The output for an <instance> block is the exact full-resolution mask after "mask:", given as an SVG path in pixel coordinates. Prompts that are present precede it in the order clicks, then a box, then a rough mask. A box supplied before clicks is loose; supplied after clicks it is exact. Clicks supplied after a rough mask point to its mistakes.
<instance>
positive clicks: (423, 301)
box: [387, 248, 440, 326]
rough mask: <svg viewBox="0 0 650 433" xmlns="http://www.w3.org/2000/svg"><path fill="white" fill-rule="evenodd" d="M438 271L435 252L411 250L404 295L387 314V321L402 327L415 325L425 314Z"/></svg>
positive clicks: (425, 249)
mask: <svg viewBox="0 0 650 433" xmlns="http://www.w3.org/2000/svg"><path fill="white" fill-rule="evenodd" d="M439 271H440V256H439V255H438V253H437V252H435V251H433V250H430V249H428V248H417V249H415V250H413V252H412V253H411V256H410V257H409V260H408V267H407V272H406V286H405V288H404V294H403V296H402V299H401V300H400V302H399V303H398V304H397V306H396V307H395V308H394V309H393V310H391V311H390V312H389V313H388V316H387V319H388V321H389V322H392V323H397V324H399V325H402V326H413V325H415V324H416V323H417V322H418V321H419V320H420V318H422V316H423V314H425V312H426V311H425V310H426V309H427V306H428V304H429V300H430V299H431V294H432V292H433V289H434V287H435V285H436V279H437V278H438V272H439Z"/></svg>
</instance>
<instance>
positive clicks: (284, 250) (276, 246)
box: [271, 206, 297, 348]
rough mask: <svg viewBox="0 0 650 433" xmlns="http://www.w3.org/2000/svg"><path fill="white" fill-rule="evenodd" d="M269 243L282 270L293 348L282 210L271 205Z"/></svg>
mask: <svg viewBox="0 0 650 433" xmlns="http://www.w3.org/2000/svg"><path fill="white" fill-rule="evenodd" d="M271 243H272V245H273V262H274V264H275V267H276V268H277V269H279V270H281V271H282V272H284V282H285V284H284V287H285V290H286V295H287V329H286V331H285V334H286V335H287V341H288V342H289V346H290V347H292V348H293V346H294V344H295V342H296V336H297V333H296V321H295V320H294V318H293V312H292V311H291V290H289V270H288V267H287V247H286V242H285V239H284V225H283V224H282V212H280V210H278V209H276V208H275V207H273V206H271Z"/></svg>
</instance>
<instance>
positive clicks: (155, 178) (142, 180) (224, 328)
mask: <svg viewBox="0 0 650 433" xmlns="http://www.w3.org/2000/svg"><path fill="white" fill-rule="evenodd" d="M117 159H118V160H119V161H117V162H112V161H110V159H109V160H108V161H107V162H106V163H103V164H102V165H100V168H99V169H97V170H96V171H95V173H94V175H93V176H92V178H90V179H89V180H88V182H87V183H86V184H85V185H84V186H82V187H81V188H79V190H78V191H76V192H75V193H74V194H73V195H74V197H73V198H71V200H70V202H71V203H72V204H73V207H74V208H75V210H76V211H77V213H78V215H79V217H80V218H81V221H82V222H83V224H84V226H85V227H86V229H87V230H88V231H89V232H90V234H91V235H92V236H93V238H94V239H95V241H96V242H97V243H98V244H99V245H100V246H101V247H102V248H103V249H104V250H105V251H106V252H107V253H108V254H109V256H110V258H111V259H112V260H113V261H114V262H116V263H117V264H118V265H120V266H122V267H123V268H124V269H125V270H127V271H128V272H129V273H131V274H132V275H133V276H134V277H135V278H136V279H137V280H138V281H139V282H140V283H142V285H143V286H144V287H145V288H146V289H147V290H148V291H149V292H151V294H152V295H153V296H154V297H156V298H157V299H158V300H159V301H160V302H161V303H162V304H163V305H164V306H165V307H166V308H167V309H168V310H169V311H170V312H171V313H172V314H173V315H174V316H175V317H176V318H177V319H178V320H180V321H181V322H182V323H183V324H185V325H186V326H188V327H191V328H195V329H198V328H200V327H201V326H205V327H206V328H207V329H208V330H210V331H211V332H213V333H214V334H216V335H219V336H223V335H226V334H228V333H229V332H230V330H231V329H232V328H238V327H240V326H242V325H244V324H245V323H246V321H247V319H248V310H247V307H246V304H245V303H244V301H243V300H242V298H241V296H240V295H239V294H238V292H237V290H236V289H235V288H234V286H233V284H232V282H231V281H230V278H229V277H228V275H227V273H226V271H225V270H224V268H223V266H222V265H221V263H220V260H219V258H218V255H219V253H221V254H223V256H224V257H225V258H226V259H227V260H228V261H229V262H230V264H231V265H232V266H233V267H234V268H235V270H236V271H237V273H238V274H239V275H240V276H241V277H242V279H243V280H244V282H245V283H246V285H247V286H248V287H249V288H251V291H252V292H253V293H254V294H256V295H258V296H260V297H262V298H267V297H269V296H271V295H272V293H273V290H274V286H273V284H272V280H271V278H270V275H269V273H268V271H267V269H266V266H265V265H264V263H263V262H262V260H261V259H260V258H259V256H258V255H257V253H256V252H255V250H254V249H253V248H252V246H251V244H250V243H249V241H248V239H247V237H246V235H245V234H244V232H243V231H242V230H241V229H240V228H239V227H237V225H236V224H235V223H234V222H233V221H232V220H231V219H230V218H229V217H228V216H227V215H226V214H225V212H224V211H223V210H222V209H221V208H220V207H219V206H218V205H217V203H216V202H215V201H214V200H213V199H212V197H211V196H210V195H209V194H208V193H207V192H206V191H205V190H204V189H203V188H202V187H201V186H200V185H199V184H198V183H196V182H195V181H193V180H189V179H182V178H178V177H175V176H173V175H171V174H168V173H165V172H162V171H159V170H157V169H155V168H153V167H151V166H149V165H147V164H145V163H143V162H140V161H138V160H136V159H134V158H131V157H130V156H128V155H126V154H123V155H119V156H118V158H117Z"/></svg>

• WHAT YOU NEED TO DO
Start to finish, give the listing again exactly.

• ANSWER SECTION
The output for an <instance> block is the exact full-resolution mask after "mask:", given as an SVG path in pixel coordinates. Prompts that are present precede it in the order clicks, then a box, then a rough mask. A box supplied before clicks is loose; supplied after clicks it is exact. Clicks supplied after a rough mask point to its mistakes.
<instance>
positive clicks: (423, 301)
box: [387, 248, 440, 326]
rough mask: <svg viewBox="0 0 650 433" xmlns="http://www.w3.org/2000/svg"><path fill="white" fill-rule="evenodd" d="M438 271L435 252L411 250L404 295L387 314V321L402 327L415 325L425 314Z"/></svg>
positive clicks: (425, 249)
mask: <svg viewBox="0 0 650 433" xmlns="http://www.w3.org/2000/svg"><path fill="white" fill-rule="evenodd" d="M439 271H440V256H439V255H438V253H437V252H435V251H433V250H430V249H428V248H417V249H415V250H413V252H412V253H411V256H410V257H409V260H408V267H407V272H406V286H405V288H404V294H403V296H402V299H401V300H400V302H399V303H398V304H397V306H396V307H395V308H394V309H393V310H391V311H390V312H389V313H388V316H387V319H388V321H389V322H392V323H397V324H399V325H402V326H413V325H415V324H416V323H417V322H418V321H419V320H420V318H422V316H423V314H425V312H426V311H425V310H426V309H427V306H428V304H429V300H430V299H431V294H432V292H433V289H434V287H435V285H436V279H437V278H438V272H439Z"/></svg>
</instance>
<instance>
positive clicks: (284, 250) (276, 246)
box: [271, 206, 297, 348]
rough mask: <svg viewBox="0 0 650 433" xmlns="http://www.w3.org/2000/svg"><path fill="white" fill-rule="evenodd" d="M269 243L282 270L293 348L282 210L271 205Z"/></svg>
mask: <svg viewBox="0 0 650 433" xmlns="http://www.w3.org/2000/svg"><path fill="white" fill-rule="evenodd" d="M271 243H272V245H273V262H274V264H275V267H276V268H277V269H279V270H281V271H282V272H284V282H285V284H284V287H285V290H286V295H287V329H286V331H285V334H286V335H287V341H288V342H289V346H290V347H292V348H293V346H294V344H295V342H296V336H297V333H296V321H295V320H294V318H293V312H292V311H291V290H289V270H288V267H287V247H286V242H285V239H284V225H283V224H282V212H280V210H278V209H276V208H275V207H273V206H271Z"/></svg>
</instance>
<instance>
positive clicks: (155, 178) (142, 180) (224, 328)
mask: <svg viewBox="0 0 650 433" xmlns="http://www.w3.org/2000/svg"><path fill="white" fill-rule="evenodd" d="M117 159H118V160H119V161H117V162H112V161H110V159H109V160H108V161H107V162H106V163H103V164H102V165H100V168H99V169H97V170H96V171H95V173H94V175H93V176H92V178H90V179H89V180H88V182H87V183H86V184H85V185H84V186H82V187H81V188H79V190H78V191H76V192H75V193H74V194H73V195H74V197H73V198H71V200H70V202H71V203H72V204H73V207H74V208H75V210H76V211H77V213H78V215H79V217H80V218H81V221H82V222H83V224H84V226H85V227H86V229H87V230H88V231H89V232H90V234H91V235H92V236H93V238H94V239H95V241H96V242H97V243H98V244H99V245H100V246H101V247H102V248H103V249H104V250H105V251H106V252H107V253H108V254H109V256H110V258H111V259H112V260H113V261H114V262H116V263H117V264H118V265H120V266H122V267H123V268H124V269H125V270H127V271H128V272H129V273H131V274H132V275H133V276H134V277H135V278H136V279H137V280H138V281H139V282H140V283H142V285H143V286H144V287H145V288H146V289H147V290H148V291H149V292H151V294H152V295H153V296H154V297H156V298H157V299H158V300H159V301H160V302H161V303H162V304H163V305H164V306H165V307H166V308H167V309H168V310H169V311H170V312H171V313H172V314H173V315H174V316H175V317H176V318H177V319H178V320H180V321H181V322H182V323H183V324H185V325H186V326H188V327H191V328H195V329H198V328H200V327H201V326H205V327H206V328H207V329H208V330H210V331H211V332H213V333H214V334H216V335H219V336H223V335H226V334H228V333H229V332H230V330H231V329H232V328H238V327H240V326H242V325H244V324H245V323H246V321H247V319H248V310H247V307H246V304H245V303H244V301H243V300H242V298H241V296H240V295H239V294H238V292H237V290H236V289H235V288H234V286H233V284H232V282H231V281H230V278H229V277H228V275H227V273H226V271H225V270H224V268H223V266H222V265H221V263H220V260H219V258H218V255H219V253H221V254H223V256H224V257H225V258H226V259H227V260H228V261H229V262H230V264H231V265H232V266H233V267H234V268H235V270H236V271H237V273H238V274H239V275H240V276H241V277H242V279H243V280H244V282H245V283H246V285H247V286H248V287H249V288H251V291H252V292H253V293H254V294H256V295H258V296H260V297H262V298H267V297H269V296H271V295H272V293H273V290H274V286H273V284H272V280H271V278H270V275H269V273H268V271H267V269H266V266H265V265H264V263H263V262H262V260H261V259H260V258H259V256H258V255H257V253H256V252H255V250H254V249H253V248H252V246H251V244H250V243H249V241H248V239H247V237H246V235H245V234H244V232H243V231H242V230H241V229H240V228H239V227H237V225H236V224H235V223H234V222H233V221H232V220H231V219H230V218H229V217H228V216H227V215H226V214H225V212H224V211H223V210H222V209H221V208H220V207H219V206H218V205H217V203H216V202H215V201H214V200H213V199H212V197H211V196H210V195H209V194H208V193H207V192H206V191H205V190H204V189H203V188H202V187H201V186H200V185H199V184H198V183H196V182H195V181H193V180H189V179H182V178H178V177H175V176H173V175H171V174H168V173H165V172H162V171H159V170H157V169H155V168H153V167H151V166H149V165H147V164H145V163H143V162H140V161H138V160H136V159H134V158H131V157H130V156H128V155H126V154H123V155H119V156H118V158H117Z"/></svg>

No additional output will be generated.